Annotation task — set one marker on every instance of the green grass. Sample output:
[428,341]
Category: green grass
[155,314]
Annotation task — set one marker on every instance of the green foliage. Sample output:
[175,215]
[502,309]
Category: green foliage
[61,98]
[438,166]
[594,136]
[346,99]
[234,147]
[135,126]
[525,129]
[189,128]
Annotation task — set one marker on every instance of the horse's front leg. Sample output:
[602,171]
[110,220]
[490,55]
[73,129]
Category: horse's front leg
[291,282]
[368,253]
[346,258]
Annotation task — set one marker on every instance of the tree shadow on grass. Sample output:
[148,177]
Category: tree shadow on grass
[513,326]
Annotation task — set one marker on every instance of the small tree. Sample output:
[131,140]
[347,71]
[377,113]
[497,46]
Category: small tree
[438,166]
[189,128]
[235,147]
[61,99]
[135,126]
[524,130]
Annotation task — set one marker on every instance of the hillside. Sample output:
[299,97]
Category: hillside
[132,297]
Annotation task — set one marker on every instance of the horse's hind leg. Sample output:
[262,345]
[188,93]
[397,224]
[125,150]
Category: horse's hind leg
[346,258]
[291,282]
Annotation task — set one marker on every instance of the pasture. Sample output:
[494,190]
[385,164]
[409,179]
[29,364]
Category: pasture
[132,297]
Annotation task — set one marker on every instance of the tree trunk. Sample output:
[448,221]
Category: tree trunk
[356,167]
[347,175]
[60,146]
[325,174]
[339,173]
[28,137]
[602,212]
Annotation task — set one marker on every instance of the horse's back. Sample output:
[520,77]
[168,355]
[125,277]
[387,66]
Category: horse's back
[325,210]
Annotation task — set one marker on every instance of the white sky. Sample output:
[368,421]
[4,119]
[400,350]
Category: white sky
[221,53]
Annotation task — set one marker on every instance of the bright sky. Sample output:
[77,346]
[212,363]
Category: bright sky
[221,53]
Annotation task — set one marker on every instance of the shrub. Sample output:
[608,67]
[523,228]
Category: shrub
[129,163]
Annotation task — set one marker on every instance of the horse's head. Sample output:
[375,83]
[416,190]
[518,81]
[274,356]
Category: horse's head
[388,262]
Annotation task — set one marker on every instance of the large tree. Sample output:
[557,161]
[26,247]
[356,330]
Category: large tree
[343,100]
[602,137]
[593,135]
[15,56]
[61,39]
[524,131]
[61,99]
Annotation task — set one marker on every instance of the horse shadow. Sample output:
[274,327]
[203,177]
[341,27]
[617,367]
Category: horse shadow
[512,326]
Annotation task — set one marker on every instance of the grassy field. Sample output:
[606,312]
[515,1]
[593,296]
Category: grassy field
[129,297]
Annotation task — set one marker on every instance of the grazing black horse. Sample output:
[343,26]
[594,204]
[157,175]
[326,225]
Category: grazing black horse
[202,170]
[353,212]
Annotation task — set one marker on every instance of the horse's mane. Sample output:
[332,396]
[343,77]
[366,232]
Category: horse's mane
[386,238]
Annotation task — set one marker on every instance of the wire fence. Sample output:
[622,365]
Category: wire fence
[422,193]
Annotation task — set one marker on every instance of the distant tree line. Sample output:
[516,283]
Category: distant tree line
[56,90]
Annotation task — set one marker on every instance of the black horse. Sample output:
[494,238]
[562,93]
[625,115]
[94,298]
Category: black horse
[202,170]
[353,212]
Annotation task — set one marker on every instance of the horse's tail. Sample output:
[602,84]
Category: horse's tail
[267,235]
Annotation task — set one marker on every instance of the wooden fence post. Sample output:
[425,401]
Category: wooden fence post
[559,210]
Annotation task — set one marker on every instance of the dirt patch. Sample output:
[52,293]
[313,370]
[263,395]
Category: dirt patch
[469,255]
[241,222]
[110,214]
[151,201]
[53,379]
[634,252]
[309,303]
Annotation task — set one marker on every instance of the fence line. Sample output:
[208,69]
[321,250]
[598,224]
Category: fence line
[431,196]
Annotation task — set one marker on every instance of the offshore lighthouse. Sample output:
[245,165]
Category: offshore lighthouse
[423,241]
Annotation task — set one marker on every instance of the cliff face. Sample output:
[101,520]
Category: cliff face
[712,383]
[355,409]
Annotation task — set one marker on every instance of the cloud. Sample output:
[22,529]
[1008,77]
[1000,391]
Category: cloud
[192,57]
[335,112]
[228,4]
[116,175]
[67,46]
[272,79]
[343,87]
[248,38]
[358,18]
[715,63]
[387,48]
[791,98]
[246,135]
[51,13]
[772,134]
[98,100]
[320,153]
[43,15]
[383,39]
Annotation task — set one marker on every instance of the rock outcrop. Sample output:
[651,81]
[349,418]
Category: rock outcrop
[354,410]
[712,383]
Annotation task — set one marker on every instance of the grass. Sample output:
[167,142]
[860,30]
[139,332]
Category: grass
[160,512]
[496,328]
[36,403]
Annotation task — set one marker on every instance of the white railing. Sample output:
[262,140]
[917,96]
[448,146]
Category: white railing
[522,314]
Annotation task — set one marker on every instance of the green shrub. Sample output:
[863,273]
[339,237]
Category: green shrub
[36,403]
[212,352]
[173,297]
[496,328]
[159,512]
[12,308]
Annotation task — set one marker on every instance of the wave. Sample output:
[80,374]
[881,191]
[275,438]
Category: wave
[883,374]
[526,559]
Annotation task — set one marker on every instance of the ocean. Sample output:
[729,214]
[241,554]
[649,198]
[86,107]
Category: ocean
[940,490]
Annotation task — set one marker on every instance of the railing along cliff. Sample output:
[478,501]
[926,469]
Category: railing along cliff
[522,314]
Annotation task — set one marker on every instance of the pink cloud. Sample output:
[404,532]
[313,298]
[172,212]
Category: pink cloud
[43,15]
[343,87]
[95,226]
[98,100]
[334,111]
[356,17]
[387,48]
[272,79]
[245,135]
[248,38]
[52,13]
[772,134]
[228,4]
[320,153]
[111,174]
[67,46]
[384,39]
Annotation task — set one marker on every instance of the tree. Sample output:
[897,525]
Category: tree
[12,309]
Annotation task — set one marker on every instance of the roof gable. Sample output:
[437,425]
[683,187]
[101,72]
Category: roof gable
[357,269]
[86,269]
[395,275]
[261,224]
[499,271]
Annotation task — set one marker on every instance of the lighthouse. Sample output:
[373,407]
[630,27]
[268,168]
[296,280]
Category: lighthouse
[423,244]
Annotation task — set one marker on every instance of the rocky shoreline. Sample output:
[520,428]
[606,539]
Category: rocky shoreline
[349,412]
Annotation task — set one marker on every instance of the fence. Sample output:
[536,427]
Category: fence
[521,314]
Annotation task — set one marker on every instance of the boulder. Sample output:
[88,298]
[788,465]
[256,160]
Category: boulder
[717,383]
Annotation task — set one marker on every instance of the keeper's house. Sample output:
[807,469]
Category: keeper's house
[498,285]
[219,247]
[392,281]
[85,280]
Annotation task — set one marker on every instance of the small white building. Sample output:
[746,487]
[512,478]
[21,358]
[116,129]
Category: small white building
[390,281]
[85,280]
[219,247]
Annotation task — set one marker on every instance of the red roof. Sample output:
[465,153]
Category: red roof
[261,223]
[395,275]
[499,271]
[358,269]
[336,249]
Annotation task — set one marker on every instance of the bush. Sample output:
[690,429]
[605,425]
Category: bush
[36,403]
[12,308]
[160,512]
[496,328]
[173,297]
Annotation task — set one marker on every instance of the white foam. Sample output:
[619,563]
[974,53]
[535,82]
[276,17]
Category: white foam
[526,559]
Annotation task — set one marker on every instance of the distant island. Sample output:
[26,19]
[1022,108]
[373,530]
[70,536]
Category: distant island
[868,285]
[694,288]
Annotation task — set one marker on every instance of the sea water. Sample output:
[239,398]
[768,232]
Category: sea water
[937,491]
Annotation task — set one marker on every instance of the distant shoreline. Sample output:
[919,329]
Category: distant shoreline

#### [The task]
Transcribe each entry precisely, missing none.

#### [Result]
Annotation task — set one marker on every instance of the green grass. Sample output:
[428,341]
Category: green grass
[155,314]
Annotation task — set one marker on every instance of the green foliage. Sample output:
[175,215]
[502,309]
Category: green foliage
[61,98]
[438,166]
[594,136]
[346,99]
[234,147]
[135,126]
[525,129]
[189,128]
Annotation task — set one marker on every instance of the horse's front leg. Sample output:
[602,171]
[110,220]
[490,55]
[73,129]
Category: horse's front leg
[291,282]
[368,253]
[346,258]
Annotation task — set one marker on every instance of the tree shadow on grass. Sample output:
[148,177]
Category: tree shadow on grass
[513,326]
Annotation task — set one marker on every instance of the small tree. Sample output:
[131,140]
[347,71]
[377,113]
[497,46]
Category: small tree
[438,166]
[189,128]
[235,147]
[61,99]
[135,126]
[524,130]
Annotation task — set one marker on every instance of the hillside. Sample output:
[299,97]
Category: hillside
[132,297]
Annotation task — set one marker on every instance of the horse's hind leg. Sample output:
[262,345]
[188,93]
[397,224]
[125,150]
Category: horse's hind leg
[346,258]
[291,282]
Annotation task — set one marker on every instance of the pasture. Sample output:
[494,190]
[385,164]
[409,179]
[29,364]
Category: pasture
[132,297]
Annotation task — set one marker on every instance of the tree trunk. Sample output:
[448,221]
Category: tree trunk
[356,167]
[347,175]
[60,146]
[325,174]
[339,173]
[28,137]
[602,212]
Annotation task — set one marker on every instance of the horse's back. Sample output:
[520,77]
[168,355]
[125,277]
[387,66]
Category: horse's back
[325,210]
Annotation task — set one marker on every instance of the white sky. Sample output:
[368,421]
[4,119]
[400,350]
Category: white sky
[221,53]
Annotation task — set one marker on every instance of the bright sky. Sample output:
[77,346]
[212,363]
Category: bright sky
[221,53]
Annotation task — set one marker on every instance of the shrub. Sample output:
[608,67]
[523,228]
Category: shrub
[129,163]
Annotation task — set one marker on every instance of the horse's head. Sample output:
[375,83]
[416,190]
[518,81]
[274,356]
Category: horse's head
[388,262]
Annotation task — set one marker on every instance of the large tree. Sample output:
[557,161]
[26,247]
[356,330]
Category: large tree
[343,100]
[602,137]
[593,135]
[15,56]
[61,39]
[524,131]
[61,99]
Annotation task — set one marker on every instance of the horse shadow. Sample output:
[274,327]
[203,177]
[341,27]
[617,367]
Category: horse shadow
[512,326]
Annotation task — set one marker on every instance of the grassy field. Sample output:
[606,312]
[515,1]
[593,296]
Category: grassy field
[129,297]
Annotation task — set one marker on every instance of the grazing black horse. Sample output:
[343,26]
[594,204]
[157,175]
[326,225]
Category: grazing black horse
[202,170]
[353,212]
Annotation task — set one marker on every instance of the horse's mane. Sample output:
[332,396]
[343,77]
[366,232]
Category: horse's mane
[386,238]
Annotation task — set one marker on every instance of the wire fence. Sample output:
[622,365]
Category: wire fence
[422,193]
Annotation task — set one marker on every instance of the distant tree line. Sample output:
[516,283]
Category: distant tree line
[56,90]
Annotation task — set one marker on every instance of the black horse. Sample output:
[494,238]
[562,93]
[625,115]
[94,298]
Category: black horse
[202,170]
[353,212]
Annotation task — set one marker on every instance of the horse's tail. Sample output:
[602,84]
Category: horse's tail
[267,235]
Annotation task — set one marker on every instance of the wooden fence post. Sample output:
[425,401]
Category: wooden fence post
[559,210]
Annotation task — set one marker on every instance of the dirt patch. Sample output:
[52,293]
[313,370]
[263,395]
Category: dirt patch
[469,255]
[241,222]
[110,214]
[151,201]
[53,379]
[634,252]
[309,303]
Annotation task — set one marker on every instance of the fence line. Sample output:
[208,69]
[321,250]
[598,224]
Category: fence line
[431,196]
Annotation task — set one marker on every instance of the offshore lighthouse. Sample output:
[245,165]
Category: offshore lighthouse
[423,241]
Annotation task — set one marker on every instance of the cliff face. Sample output:
[101,520]
Category: cliff face
[712,383]
[355,409]
Annotation task — set one marker on every instance of the cloud. Sample output:
[22,529]
[1008,77]
[1000,391]
Category: cloud
[192,57]
[335,112]
[228,4]
[116,175]
[67,46]
[272,79]
[343,87]
[248,38]
[358,18]
[715,63]
[387,48]
[791,98]
[246,135]
[51,13]
[772,134]
[98,100]
[320,153]
[43,15]
[383,39]
Annotation task — set one marker on every instance of the rock outcrop. Sample output:
[651,81]
[349,418]
Category: rock outcrop
[354,410]
[712,383]
Annotation task — set one marker on every instance of the grass. Sample output:
[167,142]
[860,30]
[139,332]
Category: grass
[160,512]
[496,328]
[36,403]
Annotation task — set one marker on every instance of the white railing. Sample output:
[262,140]
[917,96]
[448,146]
Category: white railing
[522,314]
Annotation task — set one marker on every instance of the green shrub. Sample output:
[863,273]
[339,237]
Category: green shrub
[36,403]
[212,352]
[173,297]
[496,328]
[159,512]
[12,308]
Annotation task — set one marker on every instance of the wave. Sample output:
[80,374]
[881,191]
[275,438]
Category: wave
[883,374]
[526,559]
Annotation task — set one marker on every instance of the ocean. Sample output:
[729,214]
[241,554]
[649,198]
[86,107]
Category: ocean
[940,490]
Annotation task — set one marker on every instance of the railing along cliff. Sample output:
[478,501]
[926,469]
Category: railing along cliff
[522,314]
Annotation task — set one marker on every instance of the pink cloud. Sample output:
[404,532]
[313,298]
[172,212]
Category: pink cloud
[43,15]
[343,87]
[95,226]
[98,100]
[334,111]
[356,17]
[387,48]
[272,79]
[245,135]
[248,38]
[52,13]
[772,134]
[228,4]
[320,153]
[111,174]
[67,46]
[384,39]
Annotation task — set one marker on every instance of the tree. Sample output:
[897,525]
Category: tree
[12,309]
Annotation task — set one marker on every instance of the roof gable. Sample output:
[437,425]
[683,187]
[101,72]
Category: roof gable
[357,269]
[86,269]
[395,275]
[261,224]
[499,271]
Annotation task — set one marker on every instance of the lighthouse. Sample output:
[373,407]
[630,27]
[268,168]
[296,280]
Category: lighthouse
[423,244]
Annotation task — set one marker on every instance of the rocky shoreline. Sample output:
[520,428]
[606,539]
Category: rocky shoreline
[349,412]
Annotation task — set one marker on every instance of the fence. Sample output:
[536,427]
Category: fence
[521,314]
Annotation task — set one marker on every instance of the boulder. Sample output:
[88,298]
[788,465]
[256,160]
Category: boulder
[717,383]
Annotation task — set one marker on every instance of the keeper's house. Sample output:
[807,469]
Category: keeper's house
[498,285]
[219,247]
[392,281]
[85,280]
Annotation task — set one marker on every instance of the small white building. Sample output:
[746,487]
[512,478]
[21,358]
[116,129]
Category: small white building
[390,281]
[85,280]
[219,247]
Annotation task — set one marker on every instance of the red roof. Sample output:
[465,153]
Category: red roof
[261,223]
[395,275]
[499,271]
[358,269]
[336,249]
Annotation task — set one marker on every instance of the bush. Sample output:
[690,429]
[605,425]
Category: bush
[36,403]
[12,308]
[160,512]
[496,328]
[173,297]
Annotation task — set one marker on every instance of the white foam. Sample output:
[619,563]
[974,53]
[535,82]
[276,17]
Category: white foam
[526,559]
Annotation task — set one marker on every instance of the distant island. Sample output:
[26,19]
[1022,108]
[373,530]
[70,536]
Category: distant island
[868,285]
[694,288]
Annotation task — set one marker on every instance of the sea water. Sample output:
[239,398]
[768,232]
Category: sea water
[937,491]
Annotation task — set one marker on every instance of the distant shoreline. Sample output:
[919,329]
Category: distant shoreline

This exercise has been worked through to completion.